__Your instructions__:
Find every line in the entries below that contains the string "chain", matching case exactly, and copy each of those lines.

----------------

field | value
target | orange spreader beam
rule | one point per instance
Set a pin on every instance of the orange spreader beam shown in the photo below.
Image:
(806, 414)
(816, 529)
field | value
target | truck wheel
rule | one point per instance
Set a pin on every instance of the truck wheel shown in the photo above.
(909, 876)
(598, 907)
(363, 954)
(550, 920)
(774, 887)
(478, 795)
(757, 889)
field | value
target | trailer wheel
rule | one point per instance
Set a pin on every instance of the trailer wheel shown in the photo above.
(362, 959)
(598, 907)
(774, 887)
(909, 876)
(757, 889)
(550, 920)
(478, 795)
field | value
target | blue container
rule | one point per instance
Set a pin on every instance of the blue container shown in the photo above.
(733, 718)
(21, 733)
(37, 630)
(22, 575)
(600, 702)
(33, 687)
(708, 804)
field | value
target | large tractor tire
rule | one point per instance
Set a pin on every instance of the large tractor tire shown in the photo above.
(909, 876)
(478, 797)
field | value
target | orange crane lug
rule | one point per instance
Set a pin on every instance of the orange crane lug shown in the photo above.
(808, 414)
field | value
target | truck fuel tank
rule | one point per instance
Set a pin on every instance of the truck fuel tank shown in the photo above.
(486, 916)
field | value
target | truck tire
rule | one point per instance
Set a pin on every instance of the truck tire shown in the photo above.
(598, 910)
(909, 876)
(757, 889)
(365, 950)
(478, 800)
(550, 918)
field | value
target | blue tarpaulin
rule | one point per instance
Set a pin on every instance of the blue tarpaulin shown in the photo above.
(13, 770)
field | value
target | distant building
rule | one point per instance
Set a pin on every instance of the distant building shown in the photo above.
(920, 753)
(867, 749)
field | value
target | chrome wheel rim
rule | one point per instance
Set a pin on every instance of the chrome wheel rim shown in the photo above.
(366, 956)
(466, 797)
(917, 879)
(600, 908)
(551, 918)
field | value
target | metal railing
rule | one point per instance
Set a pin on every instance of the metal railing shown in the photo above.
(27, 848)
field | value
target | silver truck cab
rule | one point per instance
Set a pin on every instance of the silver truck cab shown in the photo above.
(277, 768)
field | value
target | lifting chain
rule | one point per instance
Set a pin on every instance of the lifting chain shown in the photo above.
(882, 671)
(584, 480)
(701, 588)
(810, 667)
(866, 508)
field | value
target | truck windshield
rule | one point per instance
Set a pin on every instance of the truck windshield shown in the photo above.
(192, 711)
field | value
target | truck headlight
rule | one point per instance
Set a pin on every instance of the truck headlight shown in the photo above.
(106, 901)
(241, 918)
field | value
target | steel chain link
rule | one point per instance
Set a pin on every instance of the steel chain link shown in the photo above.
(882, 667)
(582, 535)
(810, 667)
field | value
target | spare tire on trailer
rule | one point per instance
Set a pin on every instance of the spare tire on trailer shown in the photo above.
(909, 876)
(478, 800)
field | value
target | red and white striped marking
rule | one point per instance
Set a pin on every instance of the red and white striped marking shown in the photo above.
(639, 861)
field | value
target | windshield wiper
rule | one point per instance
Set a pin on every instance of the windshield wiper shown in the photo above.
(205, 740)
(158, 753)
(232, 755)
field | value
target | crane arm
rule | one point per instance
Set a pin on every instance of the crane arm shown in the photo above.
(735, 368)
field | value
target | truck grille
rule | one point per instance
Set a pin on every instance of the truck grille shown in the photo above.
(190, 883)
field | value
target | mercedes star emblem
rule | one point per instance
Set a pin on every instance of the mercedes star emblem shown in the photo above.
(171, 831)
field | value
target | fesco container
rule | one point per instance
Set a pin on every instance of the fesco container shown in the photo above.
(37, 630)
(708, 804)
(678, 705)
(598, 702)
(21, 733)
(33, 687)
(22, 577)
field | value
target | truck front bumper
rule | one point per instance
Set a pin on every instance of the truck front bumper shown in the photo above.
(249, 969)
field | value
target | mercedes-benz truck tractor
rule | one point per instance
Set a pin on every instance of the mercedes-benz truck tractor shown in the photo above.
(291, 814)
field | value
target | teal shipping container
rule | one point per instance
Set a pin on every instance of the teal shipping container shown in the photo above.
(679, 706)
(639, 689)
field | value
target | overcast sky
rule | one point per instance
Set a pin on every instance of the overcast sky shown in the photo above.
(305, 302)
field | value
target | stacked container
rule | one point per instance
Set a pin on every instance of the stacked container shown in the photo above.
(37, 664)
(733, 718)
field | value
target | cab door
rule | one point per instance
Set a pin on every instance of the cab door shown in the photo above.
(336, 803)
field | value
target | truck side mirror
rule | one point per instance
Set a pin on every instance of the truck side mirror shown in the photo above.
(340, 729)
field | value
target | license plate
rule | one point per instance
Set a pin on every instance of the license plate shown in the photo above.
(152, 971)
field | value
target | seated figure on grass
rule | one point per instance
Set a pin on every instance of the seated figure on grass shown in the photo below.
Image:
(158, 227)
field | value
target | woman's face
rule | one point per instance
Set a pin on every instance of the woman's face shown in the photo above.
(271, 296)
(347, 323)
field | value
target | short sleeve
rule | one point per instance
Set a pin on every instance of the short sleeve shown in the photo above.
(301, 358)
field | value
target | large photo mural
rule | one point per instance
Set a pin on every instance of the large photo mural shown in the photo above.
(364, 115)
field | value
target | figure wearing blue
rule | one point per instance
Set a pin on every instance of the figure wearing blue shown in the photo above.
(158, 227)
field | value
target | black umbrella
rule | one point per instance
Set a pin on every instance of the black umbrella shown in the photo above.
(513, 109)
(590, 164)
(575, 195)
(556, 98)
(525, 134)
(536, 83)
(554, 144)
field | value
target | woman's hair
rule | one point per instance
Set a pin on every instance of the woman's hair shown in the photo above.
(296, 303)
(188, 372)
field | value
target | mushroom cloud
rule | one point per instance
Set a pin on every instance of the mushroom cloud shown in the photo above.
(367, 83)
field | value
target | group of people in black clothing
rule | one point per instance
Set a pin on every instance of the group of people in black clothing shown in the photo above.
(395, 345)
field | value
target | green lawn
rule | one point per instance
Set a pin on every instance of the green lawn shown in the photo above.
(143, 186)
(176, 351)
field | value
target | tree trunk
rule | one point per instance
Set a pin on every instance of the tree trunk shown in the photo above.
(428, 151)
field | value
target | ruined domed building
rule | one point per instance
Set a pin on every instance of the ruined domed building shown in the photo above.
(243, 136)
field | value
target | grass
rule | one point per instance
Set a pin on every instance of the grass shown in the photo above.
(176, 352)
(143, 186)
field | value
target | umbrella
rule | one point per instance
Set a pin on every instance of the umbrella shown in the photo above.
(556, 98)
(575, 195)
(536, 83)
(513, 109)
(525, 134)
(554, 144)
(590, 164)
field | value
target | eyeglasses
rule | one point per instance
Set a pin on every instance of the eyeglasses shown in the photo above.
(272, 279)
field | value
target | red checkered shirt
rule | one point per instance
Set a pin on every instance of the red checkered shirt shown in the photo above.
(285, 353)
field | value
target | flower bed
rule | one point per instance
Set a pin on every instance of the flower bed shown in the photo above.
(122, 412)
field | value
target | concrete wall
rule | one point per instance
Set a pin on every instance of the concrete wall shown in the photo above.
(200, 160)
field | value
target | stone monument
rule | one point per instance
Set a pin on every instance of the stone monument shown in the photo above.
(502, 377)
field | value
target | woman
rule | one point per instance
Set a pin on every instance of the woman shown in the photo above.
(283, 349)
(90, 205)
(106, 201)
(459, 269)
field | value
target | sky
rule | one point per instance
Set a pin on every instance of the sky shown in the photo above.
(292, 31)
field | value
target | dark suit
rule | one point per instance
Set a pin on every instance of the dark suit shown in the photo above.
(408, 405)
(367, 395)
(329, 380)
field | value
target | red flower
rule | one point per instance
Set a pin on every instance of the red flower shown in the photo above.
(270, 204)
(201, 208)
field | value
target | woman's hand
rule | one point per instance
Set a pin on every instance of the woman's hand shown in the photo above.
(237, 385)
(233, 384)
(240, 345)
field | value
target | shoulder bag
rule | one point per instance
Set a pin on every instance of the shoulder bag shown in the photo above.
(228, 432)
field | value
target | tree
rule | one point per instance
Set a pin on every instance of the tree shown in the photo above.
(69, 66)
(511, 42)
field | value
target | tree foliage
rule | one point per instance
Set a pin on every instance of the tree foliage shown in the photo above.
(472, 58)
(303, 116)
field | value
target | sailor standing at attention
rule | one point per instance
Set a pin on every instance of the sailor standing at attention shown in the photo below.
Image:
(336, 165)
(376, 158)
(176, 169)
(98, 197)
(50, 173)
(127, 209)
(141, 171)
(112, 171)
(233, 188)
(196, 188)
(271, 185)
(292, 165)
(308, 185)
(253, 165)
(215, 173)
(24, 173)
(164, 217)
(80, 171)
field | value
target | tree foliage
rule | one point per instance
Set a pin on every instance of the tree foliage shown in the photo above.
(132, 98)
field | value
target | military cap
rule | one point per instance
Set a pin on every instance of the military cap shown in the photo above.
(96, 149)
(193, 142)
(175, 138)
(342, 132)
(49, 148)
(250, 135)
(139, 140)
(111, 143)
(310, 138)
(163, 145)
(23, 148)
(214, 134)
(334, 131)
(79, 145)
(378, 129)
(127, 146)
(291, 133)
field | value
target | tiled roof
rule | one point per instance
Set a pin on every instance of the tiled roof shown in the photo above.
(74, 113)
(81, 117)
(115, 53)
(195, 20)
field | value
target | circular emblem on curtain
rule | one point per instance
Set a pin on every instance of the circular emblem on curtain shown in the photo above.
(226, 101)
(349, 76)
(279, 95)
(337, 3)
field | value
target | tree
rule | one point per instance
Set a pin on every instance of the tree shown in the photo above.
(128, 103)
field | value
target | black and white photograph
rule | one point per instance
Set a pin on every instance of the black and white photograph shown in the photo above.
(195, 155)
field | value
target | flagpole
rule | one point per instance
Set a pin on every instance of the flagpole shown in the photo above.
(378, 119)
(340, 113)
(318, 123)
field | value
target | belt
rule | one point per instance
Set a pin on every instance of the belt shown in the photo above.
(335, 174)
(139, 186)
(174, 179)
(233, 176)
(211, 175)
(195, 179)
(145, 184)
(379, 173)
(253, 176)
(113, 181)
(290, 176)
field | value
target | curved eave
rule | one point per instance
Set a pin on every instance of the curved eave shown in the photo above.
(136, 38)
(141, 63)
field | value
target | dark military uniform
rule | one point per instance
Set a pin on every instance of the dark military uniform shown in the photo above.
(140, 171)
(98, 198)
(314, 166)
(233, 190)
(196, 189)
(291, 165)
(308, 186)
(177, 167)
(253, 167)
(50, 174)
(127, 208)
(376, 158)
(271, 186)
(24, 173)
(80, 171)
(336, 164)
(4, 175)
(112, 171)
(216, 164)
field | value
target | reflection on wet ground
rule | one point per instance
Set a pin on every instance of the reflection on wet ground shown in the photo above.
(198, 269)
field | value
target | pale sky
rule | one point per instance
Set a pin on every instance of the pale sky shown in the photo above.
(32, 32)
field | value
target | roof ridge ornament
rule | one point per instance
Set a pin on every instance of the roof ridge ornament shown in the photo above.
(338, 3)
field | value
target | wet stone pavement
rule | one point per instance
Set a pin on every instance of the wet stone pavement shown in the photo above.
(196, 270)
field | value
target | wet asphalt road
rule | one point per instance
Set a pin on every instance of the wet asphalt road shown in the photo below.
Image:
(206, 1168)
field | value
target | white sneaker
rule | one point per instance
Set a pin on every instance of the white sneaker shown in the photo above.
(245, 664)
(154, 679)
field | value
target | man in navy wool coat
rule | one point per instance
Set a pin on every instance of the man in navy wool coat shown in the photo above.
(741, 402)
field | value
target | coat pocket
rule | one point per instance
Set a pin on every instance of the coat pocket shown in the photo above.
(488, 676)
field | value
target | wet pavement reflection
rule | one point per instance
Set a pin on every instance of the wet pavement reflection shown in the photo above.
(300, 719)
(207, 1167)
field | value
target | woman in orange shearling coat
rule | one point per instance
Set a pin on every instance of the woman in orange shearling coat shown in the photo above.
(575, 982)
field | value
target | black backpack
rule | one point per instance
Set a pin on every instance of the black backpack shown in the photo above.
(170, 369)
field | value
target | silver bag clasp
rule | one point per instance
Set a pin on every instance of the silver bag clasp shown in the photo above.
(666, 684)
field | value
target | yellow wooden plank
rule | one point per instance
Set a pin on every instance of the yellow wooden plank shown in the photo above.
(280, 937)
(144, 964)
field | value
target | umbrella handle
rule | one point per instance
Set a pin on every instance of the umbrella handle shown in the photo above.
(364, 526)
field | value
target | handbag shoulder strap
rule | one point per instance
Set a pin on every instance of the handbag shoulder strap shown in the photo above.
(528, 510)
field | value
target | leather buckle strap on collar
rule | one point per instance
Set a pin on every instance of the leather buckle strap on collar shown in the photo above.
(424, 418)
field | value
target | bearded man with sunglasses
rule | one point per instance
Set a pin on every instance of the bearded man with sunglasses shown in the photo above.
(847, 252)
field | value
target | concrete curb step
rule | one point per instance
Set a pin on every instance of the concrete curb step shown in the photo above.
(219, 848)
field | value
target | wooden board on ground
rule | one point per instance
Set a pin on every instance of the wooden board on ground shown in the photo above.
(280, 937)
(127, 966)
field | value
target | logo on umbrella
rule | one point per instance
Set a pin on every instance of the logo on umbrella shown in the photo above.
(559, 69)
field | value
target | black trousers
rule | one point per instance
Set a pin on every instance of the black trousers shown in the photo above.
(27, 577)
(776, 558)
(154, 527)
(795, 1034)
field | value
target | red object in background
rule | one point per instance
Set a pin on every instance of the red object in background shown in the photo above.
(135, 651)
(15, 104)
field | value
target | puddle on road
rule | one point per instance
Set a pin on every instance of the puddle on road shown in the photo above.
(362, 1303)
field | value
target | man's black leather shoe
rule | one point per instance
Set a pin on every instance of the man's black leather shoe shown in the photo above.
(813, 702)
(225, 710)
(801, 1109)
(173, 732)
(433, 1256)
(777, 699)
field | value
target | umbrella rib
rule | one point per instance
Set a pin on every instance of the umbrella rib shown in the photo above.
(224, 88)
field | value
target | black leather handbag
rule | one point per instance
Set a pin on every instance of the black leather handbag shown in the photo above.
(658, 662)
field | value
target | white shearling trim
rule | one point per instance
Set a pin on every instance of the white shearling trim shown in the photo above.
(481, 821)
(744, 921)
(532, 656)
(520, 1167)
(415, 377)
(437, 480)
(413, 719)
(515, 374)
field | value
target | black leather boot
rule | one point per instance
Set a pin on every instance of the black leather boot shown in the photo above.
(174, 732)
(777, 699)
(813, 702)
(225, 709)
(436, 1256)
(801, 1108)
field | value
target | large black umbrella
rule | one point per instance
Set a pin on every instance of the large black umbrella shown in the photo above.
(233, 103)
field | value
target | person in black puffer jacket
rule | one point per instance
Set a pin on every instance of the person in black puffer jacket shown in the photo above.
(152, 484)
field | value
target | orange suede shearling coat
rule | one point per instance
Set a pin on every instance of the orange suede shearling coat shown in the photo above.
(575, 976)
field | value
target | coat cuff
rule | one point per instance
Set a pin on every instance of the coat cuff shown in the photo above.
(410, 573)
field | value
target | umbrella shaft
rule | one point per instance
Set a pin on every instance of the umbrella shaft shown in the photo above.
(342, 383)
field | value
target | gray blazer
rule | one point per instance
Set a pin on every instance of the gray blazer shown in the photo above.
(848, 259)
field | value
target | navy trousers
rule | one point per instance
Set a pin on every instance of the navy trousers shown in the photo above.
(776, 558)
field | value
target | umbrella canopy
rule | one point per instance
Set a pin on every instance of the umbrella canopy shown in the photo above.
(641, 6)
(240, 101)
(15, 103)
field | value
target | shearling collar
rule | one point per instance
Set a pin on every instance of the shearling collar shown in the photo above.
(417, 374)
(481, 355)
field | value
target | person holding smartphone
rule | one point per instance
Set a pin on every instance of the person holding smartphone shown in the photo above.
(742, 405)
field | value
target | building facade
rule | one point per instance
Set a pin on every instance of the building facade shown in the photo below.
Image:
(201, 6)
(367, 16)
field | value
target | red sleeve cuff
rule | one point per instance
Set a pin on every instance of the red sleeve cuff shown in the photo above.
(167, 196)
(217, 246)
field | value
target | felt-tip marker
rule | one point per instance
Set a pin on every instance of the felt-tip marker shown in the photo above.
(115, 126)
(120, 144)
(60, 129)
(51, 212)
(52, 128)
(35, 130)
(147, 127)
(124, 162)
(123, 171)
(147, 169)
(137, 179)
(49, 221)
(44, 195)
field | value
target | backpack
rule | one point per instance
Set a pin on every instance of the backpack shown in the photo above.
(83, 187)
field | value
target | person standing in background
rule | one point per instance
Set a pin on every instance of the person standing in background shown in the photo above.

----------------

__Answer to this task__:
target | lifting chain
Set a pin on every instance of the lifting chain shown in the photo above.
target | steel chain link
Set a pin on every instance of the steel chain link shown in the photo above.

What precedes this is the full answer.